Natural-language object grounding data
- Opening Delimiter -
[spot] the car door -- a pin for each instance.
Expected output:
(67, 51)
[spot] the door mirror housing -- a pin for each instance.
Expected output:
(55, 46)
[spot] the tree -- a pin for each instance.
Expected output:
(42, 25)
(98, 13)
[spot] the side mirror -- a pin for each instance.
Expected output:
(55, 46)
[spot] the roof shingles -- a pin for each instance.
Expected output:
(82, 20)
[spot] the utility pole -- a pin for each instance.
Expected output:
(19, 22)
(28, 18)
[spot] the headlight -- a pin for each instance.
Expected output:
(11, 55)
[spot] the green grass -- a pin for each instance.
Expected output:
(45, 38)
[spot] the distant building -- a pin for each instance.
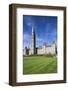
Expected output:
(43, 50)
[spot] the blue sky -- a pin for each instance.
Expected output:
(45, 29)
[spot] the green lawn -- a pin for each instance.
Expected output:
(39, 65)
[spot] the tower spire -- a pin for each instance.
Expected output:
(33, 42)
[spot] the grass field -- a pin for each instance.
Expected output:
(39, 65)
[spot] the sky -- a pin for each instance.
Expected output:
(45, 29)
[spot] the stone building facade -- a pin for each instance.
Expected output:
(43, 50)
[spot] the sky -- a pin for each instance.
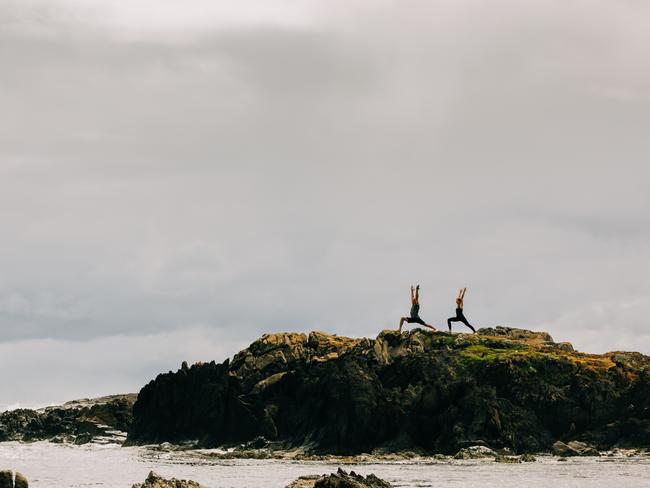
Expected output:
(178, 178)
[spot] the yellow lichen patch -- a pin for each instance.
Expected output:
(589, 361)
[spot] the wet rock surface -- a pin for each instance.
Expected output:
(7, 480)
(423, 391)
(340, 479)
(100, 420)
(573, 448)
(154, 480)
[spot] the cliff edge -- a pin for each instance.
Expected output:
(421, 390)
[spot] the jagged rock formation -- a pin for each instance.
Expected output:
(99, 420)
(156, 481)
(340, 479)
(421, 390)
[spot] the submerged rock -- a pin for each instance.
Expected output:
(340, 479)
(573, 448)
(419, 390)
(500, 458)
(20, 481)
(474, 452)
(103, 419)
(7, 480)
(156, 481)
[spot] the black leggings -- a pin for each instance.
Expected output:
(459, 318)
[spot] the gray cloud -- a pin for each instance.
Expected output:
(223, 171)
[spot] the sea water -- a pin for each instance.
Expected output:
(49, 465)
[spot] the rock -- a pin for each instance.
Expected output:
(474, 452)
(6, 479)
(20, 481)
(156, 481)
(419, 390)
(573, 448)
(83, 420)
(340, 479)
(500, 458)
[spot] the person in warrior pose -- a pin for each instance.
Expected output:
(415, 311)
(459, 311)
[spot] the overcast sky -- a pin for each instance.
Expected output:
(177, 178)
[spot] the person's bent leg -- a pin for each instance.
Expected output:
(449, 321)
(464, 320)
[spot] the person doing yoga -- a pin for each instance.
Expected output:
(459, 311)
(415, 311)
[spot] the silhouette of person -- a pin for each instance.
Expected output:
(414, 317)
(460, 317)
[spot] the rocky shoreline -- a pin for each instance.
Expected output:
(413, 395)
(101, 420)
(418, 391)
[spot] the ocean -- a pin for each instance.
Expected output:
(49, 465)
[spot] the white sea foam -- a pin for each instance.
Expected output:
(50, 465)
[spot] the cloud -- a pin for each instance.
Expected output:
(244, 169)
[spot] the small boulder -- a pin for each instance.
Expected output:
(21, 481)
(475, 452)
(500, 458)
(340, 479)
(156, 481)
(6, 479)
(573, 448)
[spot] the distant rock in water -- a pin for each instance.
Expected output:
(156, 481)
(103, 420)
(340, 479)
(7, 480)
(428, 391)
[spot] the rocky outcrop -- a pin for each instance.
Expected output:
(573, 448)
(419, 390)
(7, 480)
(154, 480)
(340, 479)
(100, 420)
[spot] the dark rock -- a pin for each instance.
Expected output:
(340, 479)
(20, 481)
(156, 481)
(6, 479)
(419, 390)
(82, 420)
(474, 452)
(573, 448)
(500, 458)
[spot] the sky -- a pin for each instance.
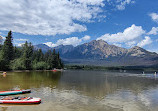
- Closing Delimiter -
• PROBLEM STATEMENT
Would you please set down the data above again exactly, without its pictures?

• RESULT OF THIS TASK
[spot] the car door -- a pin for each instance.
Expected output:
(67, 51)
[spot] the door mirror housing -- a pin for each instance.
Expected output:
(55, 46)
[spot] the tree -- a pin for each instance.
Expected output:
(42, 25)
(98, 13)
[spot] the side mirror -- a pin for each instance.
Expected output:
(55, 46)
[spot] the roof shingles -- a pin for each instance.
Expected output:
(82, 20)
[spot] the utility pole -- a pin for each instance.
Expected output:
(19, 22)
(28, 18)
[spot] the headlight -- a pin for each instance.
Expected output:
(11, 55)
[spot] the green grass -- a pin for each instance.
Expected output:
(45, 38)
[spot] the distant building -- a pin for each instance.
Expected output:
(43, 50)
[spot] the blue sky -- a pin for each instance.
Expected output:
(45, 29)
[spot] the green lawn -- a pin for each instance.
Expected output:
(39, 65)
[spot] the tower spire -- a pin for each instance.
Expected output:
(33, 42)
[spot] the grass field -- a pin for each instance.
Expected output:
(39, 65)
[spot] the sky -- a pin for each instance.
Expected output:
(45, 29)
[spot] the stone building facade -- a pin for each instance.
Expected output:
(43, 50)
[spot] the sky -- a pin for each instance.
Expected output:
(178, 178)
[spot] the yellow lichen patch -- a pin for each instance.
Expected output:
(589, 361)
[spot] the wet rock surface -- a pin for each instance.
Expected output:
(7, 480)
(423, 391)
(340, 479)
(100, 420)
(573, 448)
(154, 480)
[spot] the cliff edge -- a pin for each instance.
Expected output:
(421, 390)
[spot] the jagged rock formation -- a pin for each instance.
Expected output:
(99, 420)
(156, 481)
(340, 479)
(421, 390)
[spot] the submerged rock -- a pin for each instance.
Expected output:
(340, 479)
(573, 448)
(419, 390)
(500, 458)
(20, 481)
(474, 452)
(103, 419)
(7, 480)
(156, 481)
[spot] the black leggings -- a pin for each instance.
Expected output:
(459, 318)
[spot] the gray cloud -- a pin for each instance.
Expected output:
(223, 171)
[spot] the sea water -- a pin for each instance.
Expected output:
(49, 465)
[spot] the rock -- a pin for each instance.
Expected output:
(474, 452)
(6, 479)
(20, 481)
(156, 481)
(419, 390)
(573, 448)
(83, 420)
(340, 479)
(500, 458)
[spot] the person in warrior pose -- a pin for each instance.
Expected output:
(415, 311)
(459, 311)
[spot] the overcast sky -- a pin for each instance.
Expected output:
(177, 178)
[spot] the person's bent leg -- a pin for each instance.
Expected output:
(449, 321)
(464, 320)
[spot] the person doing yoga -- a pin for each instance.
Expected output:
(459, 311)
(415, 311)
[spot] the silhouette of person -- a pin for each instance.
Expected output:
(414, 317)
(460, 317)
[spot] the rocky shoreline -- a pin for each instance.
Expected output:
(413, 395)
(101, 420)
(418, 391)
[spot] the ocean -- a pin for each instance.
Expected output:
(49, 465)
[spot] the white sea foam -- a pin for each instance.
Expected output:
(50, 465)
[spot] the cloud -- a pin for each instance.
Expected output:
(244, 169)
[spot] the small boulder -- a pin for each instance.
Expected output:
(21, 481)
(475, 452)
(500, 458)
(340, 479)
(156, 481)
(6, 479)
(573, 448)
[spot] the distant rock in water -- a pin for each instance.
Expected output:
(156, 481)
(103, 420)
(340, 479)
(7, 480)
(428, 391)
[spot] the rocky outcrop -- a pin for each instance.
Expected output:
(573, 448)
(419, 390)
(7, 480)
(154, 480)
(340, 479)
(100, 420)
[spot] the dark rock -- a pin for each instance.
Expected output:
(340, 479)
(20, 481)
(156, 481)
(6, 479)
(419, 390)
(82, 420)
(474, 452)
(573, 448)
(500, 458)
[spot] the sky -- a pin for each instance.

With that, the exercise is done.